In addition, the memory array greatly enhances a computer's resiliency-that is, its ability to withstand and recover from faults. A fast save can capture the array's entire state upon detection of a transient fault or power-down, while checkpointing can greatly decrease its performance impact. The computer can carry out a checkpoint operation in about 30 ms by conducting a readnonvolatile write cycle on each row. The array can then continue operating as a two-state device, with a backup store in the nonvolatile portion. As well as being faster, checkpointing is more energy efficient.
A subtler use of the memory array's capability would be to actively control partial hibernation as one method to achieve energy-proportional computing. When the computer is only running background tasks, it can "freeze" portions of the memory so that they are not consuming power and "unfreeze" them in only a few cycles when needed. A study of Google servers indicates that processors consume 60 percent of their peak power when operating at only 10 percent of their peak throughput; furthermore, most of the time processors operate at 60 percent or less of peak capacity. 19 Because the CPU already has many fast-switching partial sleep modes, much of this "wasted power" is due to power consumption in the memory, as the DRAM cannot be put into partial sleep quickly and easily. In contrast, a unified memory array can go into a partial sleep mode in a few milliseconds, depending on how that mode is organized. Recovery is similarly fast.

| Work to complete |
Copy the passage on the memory array word for word, from "In addition, the" to "more energy efficient.". The records that come next are separate material and are not part of the text.

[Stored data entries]

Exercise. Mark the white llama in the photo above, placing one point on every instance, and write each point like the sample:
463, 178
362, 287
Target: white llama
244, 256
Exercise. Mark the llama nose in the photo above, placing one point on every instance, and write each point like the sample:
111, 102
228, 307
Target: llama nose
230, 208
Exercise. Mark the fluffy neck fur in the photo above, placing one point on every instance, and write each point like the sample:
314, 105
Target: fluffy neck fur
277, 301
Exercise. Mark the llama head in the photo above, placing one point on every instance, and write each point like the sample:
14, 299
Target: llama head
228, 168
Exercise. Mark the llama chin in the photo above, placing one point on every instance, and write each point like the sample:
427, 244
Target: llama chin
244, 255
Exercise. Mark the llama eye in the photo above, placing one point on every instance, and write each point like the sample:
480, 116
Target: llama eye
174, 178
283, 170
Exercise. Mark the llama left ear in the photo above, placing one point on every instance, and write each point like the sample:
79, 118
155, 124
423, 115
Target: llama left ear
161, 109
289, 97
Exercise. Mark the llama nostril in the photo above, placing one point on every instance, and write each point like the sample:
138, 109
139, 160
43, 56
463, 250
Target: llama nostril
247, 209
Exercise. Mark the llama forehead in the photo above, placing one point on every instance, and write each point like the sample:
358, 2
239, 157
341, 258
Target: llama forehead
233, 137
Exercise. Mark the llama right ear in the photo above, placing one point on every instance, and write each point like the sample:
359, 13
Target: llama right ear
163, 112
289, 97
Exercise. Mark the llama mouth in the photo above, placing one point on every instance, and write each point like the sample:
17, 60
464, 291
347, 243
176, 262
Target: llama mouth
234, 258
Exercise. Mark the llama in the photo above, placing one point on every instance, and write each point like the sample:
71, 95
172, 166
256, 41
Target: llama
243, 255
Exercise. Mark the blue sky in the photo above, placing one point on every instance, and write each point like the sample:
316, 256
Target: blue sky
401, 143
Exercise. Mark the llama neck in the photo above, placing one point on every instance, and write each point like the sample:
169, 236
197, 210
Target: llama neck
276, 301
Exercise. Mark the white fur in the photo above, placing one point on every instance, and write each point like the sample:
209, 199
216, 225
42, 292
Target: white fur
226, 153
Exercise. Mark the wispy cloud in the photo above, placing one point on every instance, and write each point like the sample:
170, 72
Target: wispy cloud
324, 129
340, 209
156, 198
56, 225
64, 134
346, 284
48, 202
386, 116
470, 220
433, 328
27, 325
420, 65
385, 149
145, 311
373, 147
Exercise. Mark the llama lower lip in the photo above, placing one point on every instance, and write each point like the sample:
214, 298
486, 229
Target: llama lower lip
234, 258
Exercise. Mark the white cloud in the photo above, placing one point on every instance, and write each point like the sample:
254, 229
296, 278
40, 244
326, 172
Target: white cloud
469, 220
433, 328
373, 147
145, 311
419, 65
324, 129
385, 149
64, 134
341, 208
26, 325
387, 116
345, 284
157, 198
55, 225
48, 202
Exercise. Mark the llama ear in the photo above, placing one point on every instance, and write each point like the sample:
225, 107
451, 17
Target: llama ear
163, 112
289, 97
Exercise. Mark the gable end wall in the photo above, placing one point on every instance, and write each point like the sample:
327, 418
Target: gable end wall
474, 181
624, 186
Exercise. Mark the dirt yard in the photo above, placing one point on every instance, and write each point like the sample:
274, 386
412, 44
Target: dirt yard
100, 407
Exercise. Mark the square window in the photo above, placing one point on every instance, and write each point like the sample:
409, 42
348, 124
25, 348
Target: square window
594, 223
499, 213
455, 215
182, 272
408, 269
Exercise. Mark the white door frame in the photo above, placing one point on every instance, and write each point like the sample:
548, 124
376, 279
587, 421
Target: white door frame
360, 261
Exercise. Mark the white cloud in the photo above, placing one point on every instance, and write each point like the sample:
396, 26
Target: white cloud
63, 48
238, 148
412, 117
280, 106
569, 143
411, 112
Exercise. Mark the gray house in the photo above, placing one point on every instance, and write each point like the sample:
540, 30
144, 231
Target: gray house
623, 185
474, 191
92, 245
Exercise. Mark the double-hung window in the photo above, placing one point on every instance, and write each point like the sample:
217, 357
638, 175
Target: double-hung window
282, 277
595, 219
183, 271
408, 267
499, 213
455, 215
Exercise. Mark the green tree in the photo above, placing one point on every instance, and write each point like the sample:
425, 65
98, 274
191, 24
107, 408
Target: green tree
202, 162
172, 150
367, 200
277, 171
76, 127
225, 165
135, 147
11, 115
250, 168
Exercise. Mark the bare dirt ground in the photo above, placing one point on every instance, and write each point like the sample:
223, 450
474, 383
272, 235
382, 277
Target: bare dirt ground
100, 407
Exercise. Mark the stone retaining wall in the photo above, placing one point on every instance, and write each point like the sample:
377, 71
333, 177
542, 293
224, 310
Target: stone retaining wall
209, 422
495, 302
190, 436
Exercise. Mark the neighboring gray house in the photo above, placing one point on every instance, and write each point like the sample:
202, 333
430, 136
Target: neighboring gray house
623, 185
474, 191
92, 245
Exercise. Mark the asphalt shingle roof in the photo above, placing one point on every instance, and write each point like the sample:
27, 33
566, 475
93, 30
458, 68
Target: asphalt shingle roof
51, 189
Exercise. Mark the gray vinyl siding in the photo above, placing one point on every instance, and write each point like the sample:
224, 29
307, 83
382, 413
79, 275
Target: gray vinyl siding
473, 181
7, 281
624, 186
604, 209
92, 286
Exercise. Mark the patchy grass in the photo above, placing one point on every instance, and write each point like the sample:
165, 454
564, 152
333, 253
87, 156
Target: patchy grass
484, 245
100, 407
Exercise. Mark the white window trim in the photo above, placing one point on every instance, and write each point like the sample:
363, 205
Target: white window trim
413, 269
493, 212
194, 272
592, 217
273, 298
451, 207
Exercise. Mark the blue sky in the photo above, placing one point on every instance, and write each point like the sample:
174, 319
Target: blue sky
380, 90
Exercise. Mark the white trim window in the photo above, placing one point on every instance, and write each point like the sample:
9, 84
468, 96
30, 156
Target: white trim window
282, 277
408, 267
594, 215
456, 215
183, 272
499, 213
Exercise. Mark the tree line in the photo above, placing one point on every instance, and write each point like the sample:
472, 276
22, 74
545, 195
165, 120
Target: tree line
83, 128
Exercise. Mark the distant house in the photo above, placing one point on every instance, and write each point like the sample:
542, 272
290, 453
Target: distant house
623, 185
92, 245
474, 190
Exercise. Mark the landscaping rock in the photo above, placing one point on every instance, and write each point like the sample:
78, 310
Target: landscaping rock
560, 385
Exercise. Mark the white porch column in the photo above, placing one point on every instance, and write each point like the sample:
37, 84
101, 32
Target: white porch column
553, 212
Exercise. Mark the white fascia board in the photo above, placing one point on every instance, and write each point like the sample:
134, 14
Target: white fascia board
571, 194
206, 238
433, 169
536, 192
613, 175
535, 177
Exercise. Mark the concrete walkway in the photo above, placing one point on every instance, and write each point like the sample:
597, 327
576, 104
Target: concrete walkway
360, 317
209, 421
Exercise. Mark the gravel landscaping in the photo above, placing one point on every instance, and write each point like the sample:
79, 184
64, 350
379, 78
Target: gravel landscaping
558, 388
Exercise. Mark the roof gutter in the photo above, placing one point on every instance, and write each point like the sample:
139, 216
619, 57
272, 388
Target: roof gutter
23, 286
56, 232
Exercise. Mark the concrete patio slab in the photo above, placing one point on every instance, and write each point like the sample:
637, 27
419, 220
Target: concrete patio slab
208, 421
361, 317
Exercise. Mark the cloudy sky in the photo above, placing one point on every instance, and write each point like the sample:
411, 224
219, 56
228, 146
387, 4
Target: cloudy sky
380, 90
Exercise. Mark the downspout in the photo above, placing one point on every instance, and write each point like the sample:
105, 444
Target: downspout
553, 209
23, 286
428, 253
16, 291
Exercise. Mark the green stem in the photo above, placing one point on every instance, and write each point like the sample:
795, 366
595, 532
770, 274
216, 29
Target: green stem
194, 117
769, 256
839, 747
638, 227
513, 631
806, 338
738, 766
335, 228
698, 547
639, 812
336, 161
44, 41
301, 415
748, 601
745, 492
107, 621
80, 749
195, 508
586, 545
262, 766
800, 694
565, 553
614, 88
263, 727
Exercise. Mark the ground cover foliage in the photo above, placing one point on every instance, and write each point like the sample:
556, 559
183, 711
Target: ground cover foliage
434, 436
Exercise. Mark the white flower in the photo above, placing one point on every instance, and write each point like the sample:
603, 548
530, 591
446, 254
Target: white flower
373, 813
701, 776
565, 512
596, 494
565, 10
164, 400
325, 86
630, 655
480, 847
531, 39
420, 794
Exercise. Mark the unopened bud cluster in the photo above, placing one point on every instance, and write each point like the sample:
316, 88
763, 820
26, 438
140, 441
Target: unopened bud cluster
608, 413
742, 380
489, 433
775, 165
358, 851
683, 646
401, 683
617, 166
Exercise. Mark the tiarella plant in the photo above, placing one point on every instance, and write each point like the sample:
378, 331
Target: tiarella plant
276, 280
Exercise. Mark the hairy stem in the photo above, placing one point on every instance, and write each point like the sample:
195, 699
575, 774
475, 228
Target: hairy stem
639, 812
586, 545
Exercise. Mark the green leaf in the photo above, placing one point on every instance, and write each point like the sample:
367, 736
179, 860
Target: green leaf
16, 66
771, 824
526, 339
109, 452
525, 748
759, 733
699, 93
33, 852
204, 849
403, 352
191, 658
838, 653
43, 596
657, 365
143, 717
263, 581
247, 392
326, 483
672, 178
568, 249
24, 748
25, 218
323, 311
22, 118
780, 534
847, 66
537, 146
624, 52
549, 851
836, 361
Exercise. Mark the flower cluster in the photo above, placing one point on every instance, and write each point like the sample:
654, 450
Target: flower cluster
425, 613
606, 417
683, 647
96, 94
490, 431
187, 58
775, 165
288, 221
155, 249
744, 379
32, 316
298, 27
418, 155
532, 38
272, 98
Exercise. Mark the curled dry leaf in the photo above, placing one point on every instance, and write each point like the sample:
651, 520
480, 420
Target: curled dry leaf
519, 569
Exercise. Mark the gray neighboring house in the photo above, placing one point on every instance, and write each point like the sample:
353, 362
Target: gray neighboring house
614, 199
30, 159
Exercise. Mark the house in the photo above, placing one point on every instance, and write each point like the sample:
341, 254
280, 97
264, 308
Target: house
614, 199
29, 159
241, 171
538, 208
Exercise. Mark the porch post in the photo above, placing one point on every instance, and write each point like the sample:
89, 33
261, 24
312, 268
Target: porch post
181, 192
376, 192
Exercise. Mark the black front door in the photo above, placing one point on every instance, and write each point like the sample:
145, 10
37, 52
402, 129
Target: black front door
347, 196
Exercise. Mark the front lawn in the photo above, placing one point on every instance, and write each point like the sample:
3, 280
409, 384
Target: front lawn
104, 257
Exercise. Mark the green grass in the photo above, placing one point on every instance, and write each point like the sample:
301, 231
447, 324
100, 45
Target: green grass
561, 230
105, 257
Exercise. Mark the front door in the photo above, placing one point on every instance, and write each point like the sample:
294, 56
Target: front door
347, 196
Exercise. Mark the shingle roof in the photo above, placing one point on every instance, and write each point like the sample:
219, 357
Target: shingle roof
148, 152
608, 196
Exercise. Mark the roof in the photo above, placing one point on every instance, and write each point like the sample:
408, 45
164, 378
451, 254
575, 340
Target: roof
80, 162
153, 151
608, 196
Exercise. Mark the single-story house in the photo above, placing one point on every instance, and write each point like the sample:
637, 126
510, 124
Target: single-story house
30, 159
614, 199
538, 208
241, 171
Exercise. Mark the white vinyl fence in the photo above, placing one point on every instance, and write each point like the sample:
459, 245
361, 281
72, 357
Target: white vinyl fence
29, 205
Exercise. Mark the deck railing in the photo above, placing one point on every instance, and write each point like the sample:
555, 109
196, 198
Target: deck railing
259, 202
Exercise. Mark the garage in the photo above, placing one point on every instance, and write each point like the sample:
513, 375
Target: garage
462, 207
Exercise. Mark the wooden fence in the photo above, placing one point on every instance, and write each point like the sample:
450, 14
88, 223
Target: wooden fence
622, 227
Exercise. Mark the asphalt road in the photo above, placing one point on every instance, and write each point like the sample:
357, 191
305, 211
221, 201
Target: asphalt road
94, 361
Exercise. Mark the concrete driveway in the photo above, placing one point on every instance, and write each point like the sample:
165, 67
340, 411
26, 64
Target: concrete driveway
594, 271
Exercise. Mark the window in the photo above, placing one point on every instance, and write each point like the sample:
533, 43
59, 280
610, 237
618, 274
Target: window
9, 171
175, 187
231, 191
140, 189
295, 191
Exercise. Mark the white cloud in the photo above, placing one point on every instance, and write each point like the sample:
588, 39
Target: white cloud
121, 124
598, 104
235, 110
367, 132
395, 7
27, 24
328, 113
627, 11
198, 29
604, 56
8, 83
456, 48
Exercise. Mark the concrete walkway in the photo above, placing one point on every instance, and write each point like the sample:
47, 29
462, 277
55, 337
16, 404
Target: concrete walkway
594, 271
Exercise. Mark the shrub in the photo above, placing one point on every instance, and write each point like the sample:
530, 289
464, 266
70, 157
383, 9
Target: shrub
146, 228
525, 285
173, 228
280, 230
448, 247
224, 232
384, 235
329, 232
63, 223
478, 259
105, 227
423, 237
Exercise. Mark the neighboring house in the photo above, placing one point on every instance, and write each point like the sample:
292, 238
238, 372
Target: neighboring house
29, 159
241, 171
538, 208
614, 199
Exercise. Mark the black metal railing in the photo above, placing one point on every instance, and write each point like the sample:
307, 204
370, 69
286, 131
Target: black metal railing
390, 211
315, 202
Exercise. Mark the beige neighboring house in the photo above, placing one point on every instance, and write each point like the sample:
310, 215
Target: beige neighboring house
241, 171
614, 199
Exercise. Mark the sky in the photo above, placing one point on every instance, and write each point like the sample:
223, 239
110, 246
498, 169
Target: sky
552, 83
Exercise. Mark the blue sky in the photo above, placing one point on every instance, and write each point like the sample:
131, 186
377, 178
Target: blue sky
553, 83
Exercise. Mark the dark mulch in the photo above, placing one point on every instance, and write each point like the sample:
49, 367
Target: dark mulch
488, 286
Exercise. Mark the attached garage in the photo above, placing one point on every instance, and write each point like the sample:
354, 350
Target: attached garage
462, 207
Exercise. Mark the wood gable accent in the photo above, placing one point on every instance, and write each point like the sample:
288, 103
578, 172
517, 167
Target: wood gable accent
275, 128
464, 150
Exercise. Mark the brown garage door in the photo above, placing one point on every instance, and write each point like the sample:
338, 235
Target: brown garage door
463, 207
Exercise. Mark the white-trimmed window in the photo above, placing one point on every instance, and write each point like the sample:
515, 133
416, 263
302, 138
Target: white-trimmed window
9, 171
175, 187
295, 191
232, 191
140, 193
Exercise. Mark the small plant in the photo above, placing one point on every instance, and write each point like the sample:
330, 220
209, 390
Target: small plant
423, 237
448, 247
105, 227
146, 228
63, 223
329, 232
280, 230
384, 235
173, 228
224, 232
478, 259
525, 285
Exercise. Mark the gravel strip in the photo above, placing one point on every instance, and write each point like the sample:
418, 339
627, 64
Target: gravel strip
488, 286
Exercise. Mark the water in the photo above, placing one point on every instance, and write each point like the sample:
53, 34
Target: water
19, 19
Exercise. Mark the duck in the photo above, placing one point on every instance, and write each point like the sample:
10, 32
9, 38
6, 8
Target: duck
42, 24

| Answer section |
In addition, the memory array greatly enhances a computer's resiliency-that is, its ability to withstand and recover from faults. A fast save can capture the array's entire state upon detection of a transient fault or power-down, while checkpointing can greatly decrease its performance impact. The computer can carry out a checkpoint operation in about 30 ms by conducting a readnonvolatile write cycle on each row. The array can then continue operating as a two-state device, with a backup store in the nonvolatile portion. As well as being faster, checkpointing is more energy efficient.